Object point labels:
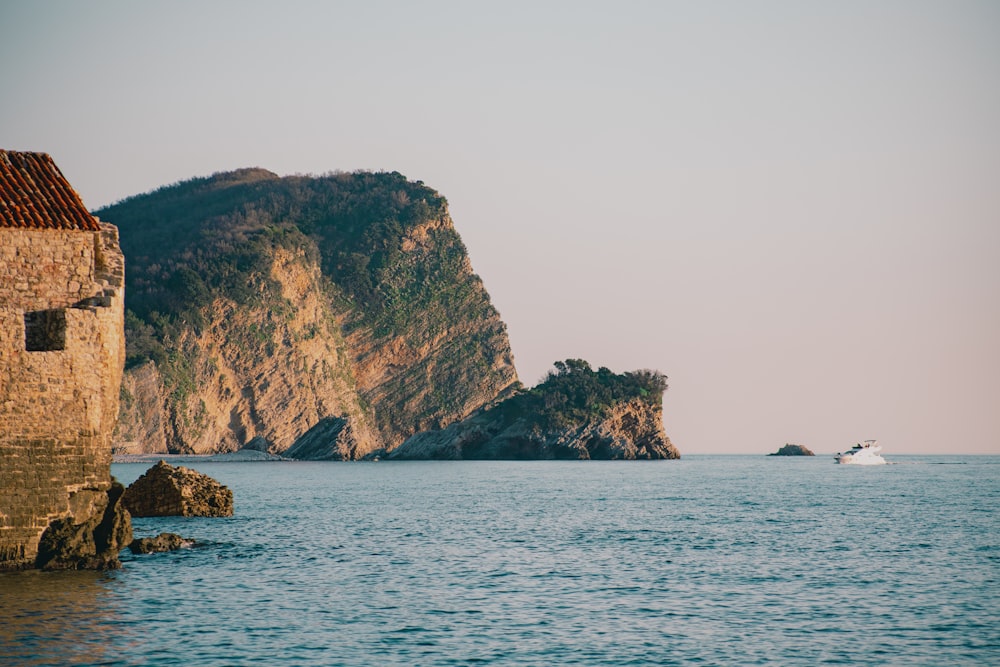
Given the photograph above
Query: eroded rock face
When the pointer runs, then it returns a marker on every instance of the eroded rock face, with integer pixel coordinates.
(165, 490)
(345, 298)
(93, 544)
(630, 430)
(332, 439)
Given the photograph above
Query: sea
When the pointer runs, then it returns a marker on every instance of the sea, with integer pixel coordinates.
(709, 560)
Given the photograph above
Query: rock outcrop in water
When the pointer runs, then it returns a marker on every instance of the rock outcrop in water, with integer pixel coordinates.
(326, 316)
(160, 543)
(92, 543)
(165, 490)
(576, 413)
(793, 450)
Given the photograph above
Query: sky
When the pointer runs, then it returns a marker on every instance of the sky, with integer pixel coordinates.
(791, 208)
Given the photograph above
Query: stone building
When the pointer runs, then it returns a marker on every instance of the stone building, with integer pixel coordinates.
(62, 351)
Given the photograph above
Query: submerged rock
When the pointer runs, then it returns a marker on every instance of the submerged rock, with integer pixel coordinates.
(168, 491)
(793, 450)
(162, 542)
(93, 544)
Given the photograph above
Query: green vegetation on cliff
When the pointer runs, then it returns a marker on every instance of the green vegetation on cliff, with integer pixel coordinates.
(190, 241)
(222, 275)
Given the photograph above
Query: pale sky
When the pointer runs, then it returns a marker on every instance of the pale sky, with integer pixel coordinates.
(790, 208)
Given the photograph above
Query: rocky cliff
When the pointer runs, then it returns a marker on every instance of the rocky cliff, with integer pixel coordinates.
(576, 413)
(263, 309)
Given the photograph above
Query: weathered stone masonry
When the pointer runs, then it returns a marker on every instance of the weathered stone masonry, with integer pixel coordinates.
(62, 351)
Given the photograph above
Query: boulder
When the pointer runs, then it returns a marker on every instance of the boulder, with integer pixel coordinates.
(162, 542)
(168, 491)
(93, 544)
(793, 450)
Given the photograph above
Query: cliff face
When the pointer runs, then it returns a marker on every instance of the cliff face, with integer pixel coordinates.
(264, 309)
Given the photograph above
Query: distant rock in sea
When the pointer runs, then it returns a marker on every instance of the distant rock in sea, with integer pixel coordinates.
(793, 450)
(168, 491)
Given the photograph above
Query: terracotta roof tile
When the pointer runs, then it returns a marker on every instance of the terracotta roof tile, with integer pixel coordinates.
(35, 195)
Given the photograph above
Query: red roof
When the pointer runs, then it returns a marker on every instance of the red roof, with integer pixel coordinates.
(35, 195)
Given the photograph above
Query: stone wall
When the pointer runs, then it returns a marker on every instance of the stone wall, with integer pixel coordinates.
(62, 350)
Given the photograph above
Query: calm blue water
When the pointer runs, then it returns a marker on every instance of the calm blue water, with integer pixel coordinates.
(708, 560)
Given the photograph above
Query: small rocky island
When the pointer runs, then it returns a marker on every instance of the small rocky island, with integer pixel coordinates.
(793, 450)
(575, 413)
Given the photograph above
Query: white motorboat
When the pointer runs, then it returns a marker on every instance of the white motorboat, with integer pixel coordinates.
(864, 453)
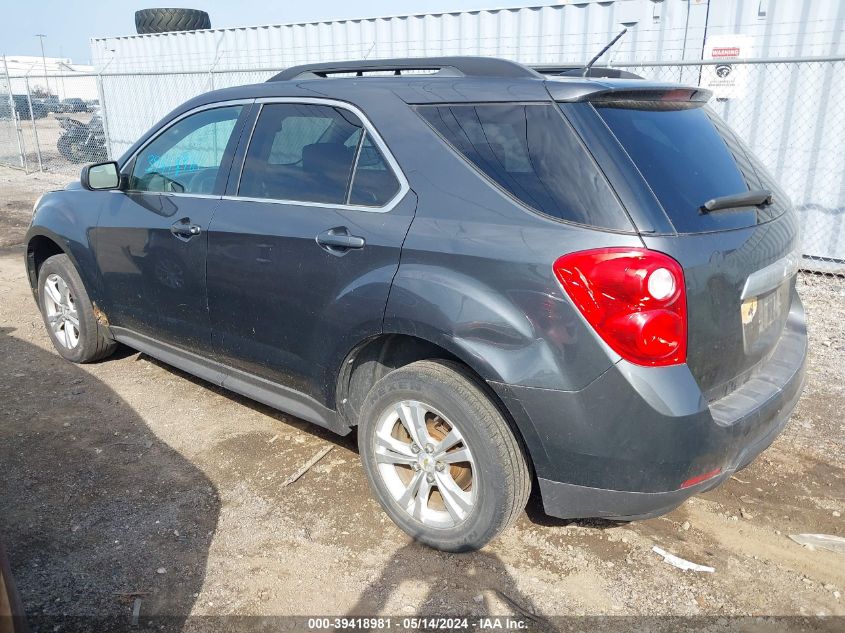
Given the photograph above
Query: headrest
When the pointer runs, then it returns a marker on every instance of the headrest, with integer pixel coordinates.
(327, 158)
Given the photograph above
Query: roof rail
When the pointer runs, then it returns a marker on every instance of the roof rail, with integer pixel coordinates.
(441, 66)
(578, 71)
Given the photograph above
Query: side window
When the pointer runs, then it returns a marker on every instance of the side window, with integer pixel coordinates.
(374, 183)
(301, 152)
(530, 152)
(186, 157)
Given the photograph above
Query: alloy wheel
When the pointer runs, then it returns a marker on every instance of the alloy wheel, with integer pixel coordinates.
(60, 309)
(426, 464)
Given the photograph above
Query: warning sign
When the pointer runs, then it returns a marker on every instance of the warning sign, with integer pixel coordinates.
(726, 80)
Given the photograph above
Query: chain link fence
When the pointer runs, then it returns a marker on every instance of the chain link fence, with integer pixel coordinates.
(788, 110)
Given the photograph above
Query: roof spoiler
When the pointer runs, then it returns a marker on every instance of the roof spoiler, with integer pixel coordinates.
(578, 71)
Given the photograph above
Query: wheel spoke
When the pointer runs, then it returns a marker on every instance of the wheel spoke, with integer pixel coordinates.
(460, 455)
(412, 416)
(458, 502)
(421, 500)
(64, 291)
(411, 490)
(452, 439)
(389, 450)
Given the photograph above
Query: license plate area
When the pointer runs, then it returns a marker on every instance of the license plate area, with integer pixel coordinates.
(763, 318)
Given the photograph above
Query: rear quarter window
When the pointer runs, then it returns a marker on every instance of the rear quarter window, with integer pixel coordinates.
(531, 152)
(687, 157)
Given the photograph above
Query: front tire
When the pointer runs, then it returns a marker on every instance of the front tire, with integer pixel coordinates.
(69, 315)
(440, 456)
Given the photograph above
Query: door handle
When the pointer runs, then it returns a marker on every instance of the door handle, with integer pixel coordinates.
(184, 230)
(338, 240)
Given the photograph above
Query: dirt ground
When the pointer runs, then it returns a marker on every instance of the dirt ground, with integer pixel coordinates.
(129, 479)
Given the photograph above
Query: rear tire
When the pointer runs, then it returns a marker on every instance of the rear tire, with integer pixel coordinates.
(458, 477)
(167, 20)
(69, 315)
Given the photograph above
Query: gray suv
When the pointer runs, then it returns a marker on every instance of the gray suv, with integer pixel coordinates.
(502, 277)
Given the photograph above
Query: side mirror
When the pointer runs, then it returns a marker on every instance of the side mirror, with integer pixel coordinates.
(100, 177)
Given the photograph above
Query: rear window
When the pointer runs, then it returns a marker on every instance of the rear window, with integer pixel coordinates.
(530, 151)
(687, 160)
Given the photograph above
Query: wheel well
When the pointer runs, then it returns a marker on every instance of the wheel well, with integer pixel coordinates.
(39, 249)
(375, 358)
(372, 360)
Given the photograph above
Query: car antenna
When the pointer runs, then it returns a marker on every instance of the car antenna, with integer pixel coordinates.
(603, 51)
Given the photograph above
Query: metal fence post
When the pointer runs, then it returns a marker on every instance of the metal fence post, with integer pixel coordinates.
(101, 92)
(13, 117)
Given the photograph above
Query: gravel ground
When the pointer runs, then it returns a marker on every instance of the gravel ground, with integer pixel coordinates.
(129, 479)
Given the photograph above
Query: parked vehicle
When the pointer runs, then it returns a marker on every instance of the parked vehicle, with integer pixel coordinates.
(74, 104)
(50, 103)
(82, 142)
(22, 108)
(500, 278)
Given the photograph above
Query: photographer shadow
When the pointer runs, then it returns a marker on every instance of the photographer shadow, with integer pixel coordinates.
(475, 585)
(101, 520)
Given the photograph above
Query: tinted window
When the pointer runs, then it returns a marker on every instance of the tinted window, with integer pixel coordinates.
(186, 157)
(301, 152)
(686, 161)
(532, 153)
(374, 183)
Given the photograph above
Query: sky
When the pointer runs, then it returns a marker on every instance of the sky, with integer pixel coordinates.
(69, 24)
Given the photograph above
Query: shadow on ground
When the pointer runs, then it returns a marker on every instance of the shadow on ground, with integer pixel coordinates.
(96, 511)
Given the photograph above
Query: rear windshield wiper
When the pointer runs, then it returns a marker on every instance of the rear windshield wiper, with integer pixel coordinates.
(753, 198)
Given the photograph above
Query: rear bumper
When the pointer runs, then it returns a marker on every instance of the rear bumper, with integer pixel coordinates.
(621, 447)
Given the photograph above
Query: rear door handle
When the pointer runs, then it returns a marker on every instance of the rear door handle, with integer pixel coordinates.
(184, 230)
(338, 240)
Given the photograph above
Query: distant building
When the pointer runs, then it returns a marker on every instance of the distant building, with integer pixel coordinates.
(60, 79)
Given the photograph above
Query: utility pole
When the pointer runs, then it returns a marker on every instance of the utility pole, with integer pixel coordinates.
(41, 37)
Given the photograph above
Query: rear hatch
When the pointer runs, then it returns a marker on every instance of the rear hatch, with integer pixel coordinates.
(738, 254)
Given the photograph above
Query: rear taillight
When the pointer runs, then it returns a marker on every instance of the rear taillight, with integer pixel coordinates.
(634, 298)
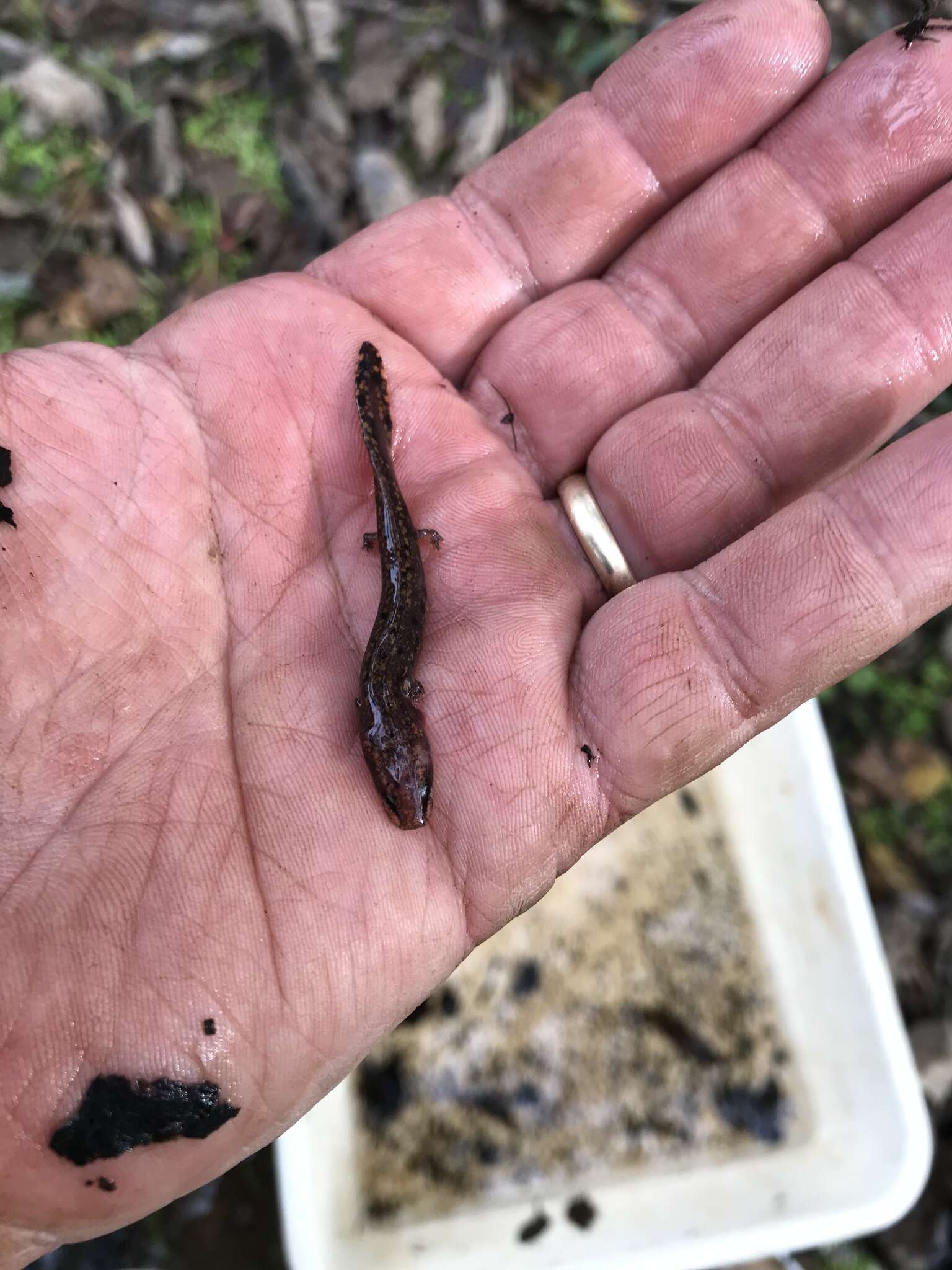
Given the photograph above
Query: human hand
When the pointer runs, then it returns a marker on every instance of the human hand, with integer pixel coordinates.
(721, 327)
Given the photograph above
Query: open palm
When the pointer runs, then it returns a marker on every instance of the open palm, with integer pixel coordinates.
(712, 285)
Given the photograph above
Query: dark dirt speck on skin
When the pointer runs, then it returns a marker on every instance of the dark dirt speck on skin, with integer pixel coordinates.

> Directive:
Find every line in the items above that contains the string "wheel" and copy each one out. Matching is case-sensitive.

> Exercise result:
Query: alloy wheel
When the pointer runs, then it returns a marker on every instance of the alloy wheel, with integer pixel coordinates.
Query: wheel spoke
When the pointer runs, then it returns a marker on every instance of the wheel spoke, with integer pixel coordinates.
Query: wheel well
When the pointer runs, then it returns a marker on every instance of the wheel well, with integer pixel coordinates.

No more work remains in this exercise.